TEXT SECTION:
Those negotiations resulted in a new, April 2022 letter agreement in which Navistar promised 1,100 MY 2023 trucks ranging from $116,317 each for day cabs to $137,754 each for sleepers. The day cabs would come prewired for Bendix Fusion as supply chain restrictions were crimping Navistar’s production of the models, opening up production slots for customers willing to accept prewired trucks without the system. The letter agreement said, at the time, Navistar had production slots available to produce the trucks from January-May 2022.
The 2022 letter also included a no-trade agreement that included a $6.2 million credit to Central, the GLS-affiliated transportation company that was running the MY 2018 trucks and that would use the new trucks. The credit, the letter said, covered assistance for the disposal of the trucks, rental invoices associated with delayed and future production, rental invoices associated with downtime associated with the older models, and communication devices. The companies would then sell the 941 used trucks as they saw fit. GLS is also affiliated with Universal, another transportation company that comes up in the suit.
“During the negotiation of the letter agreement and at the time the parties entered into the letter agreement, it was widely known in the trucking industry, and was specifically known to Navistar and GLS, that the market for used trucks was historically strong,” GLS’s complaint said. GLS alleges Navistar proposed earlier delivery dates for prewired trucks without Bendix Fusion to enable it to take advantage of the booming used truck market. In exchange, GLS would waive its trade-in option for the MY 2018 trucks.

(Excerpts from point annotation data)
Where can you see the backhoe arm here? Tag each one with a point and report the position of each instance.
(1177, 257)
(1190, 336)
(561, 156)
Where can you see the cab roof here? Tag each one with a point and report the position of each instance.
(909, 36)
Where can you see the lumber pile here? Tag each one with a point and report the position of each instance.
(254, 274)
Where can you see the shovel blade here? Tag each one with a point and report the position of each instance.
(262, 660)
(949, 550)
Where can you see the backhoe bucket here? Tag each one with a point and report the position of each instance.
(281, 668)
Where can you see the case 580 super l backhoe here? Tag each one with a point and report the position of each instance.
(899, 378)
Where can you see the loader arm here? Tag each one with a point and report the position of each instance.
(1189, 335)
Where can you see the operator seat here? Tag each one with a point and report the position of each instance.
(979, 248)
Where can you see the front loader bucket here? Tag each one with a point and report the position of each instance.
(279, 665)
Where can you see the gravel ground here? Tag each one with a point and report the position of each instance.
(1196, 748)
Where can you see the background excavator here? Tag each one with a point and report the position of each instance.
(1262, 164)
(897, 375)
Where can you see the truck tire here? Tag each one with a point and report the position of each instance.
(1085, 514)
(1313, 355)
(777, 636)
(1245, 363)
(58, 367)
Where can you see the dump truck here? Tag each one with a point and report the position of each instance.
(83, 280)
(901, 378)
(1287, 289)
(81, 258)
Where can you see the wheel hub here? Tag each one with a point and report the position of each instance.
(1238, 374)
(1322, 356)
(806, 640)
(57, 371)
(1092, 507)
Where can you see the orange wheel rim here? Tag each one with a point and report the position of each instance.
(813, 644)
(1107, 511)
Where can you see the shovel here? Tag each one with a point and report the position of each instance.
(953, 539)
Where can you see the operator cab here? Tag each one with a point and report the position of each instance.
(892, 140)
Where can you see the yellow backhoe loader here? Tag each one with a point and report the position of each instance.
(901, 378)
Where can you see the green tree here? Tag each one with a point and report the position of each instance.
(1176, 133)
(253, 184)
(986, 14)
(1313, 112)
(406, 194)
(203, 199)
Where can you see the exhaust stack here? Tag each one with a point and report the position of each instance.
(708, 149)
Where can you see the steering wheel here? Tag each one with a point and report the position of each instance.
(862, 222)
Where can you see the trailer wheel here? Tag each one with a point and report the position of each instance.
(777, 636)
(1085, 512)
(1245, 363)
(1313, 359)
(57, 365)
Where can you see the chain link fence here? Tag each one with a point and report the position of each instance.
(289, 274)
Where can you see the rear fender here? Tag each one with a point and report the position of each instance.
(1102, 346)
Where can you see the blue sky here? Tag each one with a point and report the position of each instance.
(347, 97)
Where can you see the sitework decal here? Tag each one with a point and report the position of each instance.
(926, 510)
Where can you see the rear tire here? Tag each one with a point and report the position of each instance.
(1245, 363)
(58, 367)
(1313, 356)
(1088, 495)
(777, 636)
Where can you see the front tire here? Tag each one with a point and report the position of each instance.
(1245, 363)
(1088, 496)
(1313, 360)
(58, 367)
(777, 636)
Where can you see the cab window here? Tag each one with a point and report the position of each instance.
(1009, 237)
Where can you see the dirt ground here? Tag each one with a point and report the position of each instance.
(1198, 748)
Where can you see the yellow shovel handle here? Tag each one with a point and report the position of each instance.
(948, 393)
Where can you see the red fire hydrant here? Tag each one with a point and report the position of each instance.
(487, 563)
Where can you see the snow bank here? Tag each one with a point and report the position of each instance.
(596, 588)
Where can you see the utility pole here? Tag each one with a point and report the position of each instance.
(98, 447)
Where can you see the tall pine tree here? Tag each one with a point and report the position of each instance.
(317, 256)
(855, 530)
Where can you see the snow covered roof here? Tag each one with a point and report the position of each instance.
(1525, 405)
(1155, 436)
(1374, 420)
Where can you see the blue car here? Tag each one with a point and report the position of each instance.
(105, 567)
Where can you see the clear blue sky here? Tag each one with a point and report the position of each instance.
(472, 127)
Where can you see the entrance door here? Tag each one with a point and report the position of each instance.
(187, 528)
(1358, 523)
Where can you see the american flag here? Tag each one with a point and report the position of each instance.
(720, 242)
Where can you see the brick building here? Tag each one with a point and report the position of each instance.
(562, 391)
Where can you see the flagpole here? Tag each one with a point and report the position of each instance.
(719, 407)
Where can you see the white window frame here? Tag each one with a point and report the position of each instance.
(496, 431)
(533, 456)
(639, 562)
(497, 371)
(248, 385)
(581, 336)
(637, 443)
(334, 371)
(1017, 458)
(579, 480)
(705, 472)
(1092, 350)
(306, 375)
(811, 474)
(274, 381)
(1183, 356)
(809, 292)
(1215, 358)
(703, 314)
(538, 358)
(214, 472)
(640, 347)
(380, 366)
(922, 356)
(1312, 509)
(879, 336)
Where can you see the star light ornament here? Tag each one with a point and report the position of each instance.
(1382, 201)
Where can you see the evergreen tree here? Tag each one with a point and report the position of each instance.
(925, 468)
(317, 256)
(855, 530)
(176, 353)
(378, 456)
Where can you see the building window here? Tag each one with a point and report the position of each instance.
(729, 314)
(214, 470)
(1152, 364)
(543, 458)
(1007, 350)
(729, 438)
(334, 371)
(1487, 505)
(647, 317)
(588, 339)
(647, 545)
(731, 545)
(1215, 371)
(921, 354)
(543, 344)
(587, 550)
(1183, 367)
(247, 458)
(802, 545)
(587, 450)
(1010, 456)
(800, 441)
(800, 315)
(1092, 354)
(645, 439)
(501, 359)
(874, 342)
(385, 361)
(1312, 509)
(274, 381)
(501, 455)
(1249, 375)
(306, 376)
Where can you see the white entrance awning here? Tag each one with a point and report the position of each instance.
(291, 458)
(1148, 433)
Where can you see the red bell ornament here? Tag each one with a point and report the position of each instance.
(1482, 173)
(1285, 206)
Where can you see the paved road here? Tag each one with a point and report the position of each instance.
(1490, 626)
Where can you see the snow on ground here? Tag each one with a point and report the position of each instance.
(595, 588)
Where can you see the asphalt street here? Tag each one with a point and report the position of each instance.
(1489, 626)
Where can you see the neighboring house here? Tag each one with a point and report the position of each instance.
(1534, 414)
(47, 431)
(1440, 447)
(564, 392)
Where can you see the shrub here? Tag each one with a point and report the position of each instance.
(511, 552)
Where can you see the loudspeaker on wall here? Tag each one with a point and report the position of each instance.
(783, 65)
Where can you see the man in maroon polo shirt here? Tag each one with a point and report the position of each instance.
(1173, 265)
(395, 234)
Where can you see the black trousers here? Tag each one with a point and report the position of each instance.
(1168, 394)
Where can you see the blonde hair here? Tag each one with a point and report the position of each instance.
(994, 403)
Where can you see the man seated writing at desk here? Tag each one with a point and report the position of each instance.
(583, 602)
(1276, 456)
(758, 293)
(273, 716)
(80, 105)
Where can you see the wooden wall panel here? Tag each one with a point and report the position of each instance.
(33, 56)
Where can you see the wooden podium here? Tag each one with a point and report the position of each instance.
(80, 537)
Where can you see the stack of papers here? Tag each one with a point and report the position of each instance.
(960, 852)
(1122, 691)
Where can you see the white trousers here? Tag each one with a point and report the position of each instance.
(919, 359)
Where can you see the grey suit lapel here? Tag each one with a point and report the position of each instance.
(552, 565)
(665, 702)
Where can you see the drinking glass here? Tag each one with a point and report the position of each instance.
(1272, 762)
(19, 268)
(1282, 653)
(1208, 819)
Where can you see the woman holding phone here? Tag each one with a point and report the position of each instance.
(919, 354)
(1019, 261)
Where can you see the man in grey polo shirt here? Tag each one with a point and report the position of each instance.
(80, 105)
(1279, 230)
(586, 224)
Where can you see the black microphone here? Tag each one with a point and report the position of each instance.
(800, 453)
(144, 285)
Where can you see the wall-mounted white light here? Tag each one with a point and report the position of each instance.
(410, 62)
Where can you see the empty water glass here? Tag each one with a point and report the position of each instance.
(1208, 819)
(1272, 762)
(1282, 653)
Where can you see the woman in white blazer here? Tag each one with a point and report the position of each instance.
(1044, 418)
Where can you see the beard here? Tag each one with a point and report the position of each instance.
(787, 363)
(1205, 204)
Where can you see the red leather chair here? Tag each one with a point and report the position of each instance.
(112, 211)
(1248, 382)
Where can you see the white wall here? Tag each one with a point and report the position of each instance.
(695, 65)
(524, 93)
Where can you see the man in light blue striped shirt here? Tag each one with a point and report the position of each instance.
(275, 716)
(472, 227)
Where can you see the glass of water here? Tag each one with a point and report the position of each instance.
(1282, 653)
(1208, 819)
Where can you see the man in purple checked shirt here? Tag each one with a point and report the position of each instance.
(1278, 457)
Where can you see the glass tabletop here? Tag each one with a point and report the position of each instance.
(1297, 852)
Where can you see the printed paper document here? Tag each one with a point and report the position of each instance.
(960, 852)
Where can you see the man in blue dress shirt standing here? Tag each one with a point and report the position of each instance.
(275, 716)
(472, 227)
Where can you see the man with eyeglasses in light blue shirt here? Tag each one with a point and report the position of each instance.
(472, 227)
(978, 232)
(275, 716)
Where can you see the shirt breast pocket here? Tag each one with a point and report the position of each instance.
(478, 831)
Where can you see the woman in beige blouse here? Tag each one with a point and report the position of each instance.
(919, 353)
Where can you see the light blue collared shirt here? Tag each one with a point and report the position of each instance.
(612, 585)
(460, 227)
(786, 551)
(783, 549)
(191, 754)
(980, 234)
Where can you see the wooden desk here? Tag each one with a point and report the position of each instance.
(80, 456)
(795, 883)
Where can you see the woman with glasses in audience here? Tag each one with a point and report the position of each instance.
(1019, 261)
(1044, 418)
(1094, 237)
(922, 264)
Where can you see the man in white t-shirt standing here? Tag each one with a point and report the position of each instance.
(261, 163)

GIVEN EXERCISE 1: In the Navistar lawsuit passage, how large was the credit to Central under the no-trade agreement?
GIVEN EXERCISE 2: Reproduce the stretch of the Navistar lawsuit passage from "The 2022 letter" through "in the suit.".
GIVEN EXERCISE 3: Write the next part of the Navistar lawsuit passage, picking up after its final sentence.

TASK RESULT 1: $6.2 million

TASK RESULT 2:
The 2022 letter also included a no-trade agreement that included a $6.2 million credit to Central, the GLS-affiliated transportation company that was running the MY 2018 trucks and that would use the new trucks. The credit, the letter said, covered assistance for the disposal of the trucks, rental invoices associated with delayed and future production, rental invoices associated with downtime associated with the older models, and communication devices. The companies would then sell the 941 used trucks as they saw fit. GLS is also affiliated with Universal, another transportation company that comes up in the suit.

TASK RESULT 3:
“The earlier production schedule for the new tractors was a critical part of the consideration Navistar offered to GLS,” the complaint said. “GLS would never have waived its trade-in rights, including with respect to the MY 2018 tractors, in the absence of Navistar’s agreement to the earlier production schedule, which both parties understood would allow to sell the MY 2018 tractors in the historically strong re-sale market.”
GLS alleged Navistar knew it couldn’t produce the 1,100 trucks in time for it to take the 2018 units out of service and sell them in the historically strong market.
“It was entirely foreseeable to Navistar, and Navistar knew at the time the parties entered into the letter agreement, that its failure to meet the production schedule would impair GLS’s ability to take advantage of the historically strong market conditions for used tractors and could result in consequential damages in the form of resales at lower prices than would have been available if the promised production schedule was honored and fulfilled,” the complaint continued.
GLS said Navistar promised to produce the tractors by the end of May 2022, but by that time, had only delivered 18 new tractors. Deliveries stretched from June 2022 to September 2023, GLS says, costing it the opportunity to sell the used tractors at a higher price.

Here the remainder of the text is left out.